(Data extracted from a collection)
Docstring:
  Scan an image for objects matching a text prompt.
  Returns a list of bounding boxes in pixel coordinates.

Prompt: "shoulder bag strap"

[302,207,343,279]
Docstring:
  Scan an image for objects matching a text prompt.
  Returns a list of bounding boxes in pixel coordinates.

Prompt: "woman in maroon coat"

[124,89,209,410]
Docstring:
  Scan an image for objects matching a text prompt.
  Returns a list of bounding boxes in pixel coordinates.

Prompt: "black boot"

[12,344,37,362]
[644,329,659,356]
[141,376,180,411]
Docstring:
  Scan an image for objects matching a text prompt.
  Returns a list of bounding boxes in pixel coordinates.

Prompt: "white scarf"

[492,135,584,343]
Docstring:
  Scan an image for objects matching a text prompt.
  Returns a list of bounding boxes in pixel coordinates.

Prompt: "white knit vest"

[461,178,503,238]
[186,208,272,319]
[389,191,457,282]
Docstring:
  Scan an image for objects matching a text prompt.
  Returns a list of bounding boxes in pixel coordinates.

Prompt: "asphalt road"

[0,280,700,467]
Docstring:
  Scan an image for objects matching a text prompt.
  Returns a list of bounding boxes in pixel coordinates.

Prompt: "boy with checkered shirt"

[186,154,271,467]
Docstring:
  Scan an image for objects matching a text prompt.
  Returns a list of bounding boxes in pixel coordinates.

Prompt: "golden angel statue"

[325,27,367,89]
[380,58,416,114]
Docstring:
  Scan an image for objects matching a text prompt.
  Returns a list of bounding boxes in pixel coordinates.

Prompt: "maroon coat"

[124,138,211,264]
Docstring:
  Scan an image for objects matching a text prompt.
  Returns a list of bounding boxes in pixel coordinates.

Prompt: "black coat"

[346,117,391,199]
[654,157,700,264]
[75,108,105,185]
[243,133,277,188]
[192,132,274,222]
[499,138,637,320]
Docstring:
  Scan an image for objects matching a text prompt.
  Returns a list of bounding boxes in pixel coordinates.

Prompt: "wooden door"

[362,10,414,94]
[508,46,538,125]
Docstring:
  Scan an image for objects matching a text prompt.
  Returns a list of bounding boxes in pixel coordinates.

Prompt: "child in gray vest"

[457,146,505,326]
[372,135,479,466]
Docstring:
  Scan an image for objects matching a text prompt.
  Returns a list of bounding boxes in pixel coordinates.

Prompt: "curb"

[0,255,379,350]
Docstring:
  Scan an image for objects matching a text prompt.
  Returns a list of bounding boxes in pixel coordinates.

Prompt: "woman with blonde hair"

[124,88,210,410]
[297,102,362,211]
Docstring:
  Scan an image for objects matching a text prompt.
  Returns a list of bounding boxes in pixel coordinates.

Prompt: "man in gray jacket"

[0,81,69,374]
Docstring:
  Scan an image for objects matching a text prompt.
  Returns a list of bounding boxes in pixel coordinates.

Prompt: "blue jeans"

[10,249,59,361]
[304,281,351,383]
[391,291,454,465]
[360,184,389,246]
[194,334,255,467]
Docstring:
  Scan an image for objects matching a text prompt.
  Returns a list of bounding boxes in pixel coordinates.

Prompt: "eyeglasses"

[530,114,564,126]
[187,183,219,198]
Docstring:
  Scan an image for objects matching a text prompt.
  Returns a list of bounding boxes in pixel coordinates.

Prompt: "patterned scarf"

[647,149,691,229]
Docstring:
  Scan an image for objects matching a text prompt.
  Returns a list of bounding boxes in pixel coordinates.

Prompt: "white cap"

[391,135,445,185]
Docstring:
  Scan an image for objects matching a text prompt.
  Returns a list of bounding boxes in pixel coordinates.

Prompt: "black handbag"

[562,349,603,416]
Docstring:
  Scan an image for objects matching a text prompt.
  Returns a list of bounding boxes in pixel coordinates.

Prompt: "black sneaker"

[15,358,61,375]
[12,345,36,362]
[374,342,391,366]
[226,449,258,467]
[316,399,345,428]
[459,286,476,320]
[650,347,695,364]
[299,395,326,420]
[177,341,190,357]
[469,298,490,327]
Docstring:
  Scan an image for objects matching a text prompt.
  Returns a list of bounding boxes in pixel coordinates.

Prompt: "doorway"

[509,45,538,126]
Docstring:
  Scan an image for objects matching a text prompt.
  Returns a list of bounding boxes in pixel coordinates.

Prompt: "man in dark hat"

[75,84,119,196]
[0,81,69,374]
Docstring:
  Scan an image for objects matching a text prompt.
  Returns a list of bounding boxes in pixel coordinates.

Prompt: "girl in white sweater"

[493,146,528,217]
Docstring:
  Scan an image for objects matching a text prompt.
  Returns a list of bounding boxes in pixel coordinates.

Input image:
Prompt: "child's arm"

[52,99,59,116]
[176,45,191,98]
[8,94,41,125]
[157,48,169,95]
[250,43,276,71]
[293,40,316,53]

▸ TASK OBJECTIVE: Please find every line above that contains the word "white" and copy each one out. Case counts.

▸ WRITTEN ANSWER:
Prompt: "white scarf"
Prompt: "white knit vest"
Prompt: "white cap"
Prompt: "girl in white sweater"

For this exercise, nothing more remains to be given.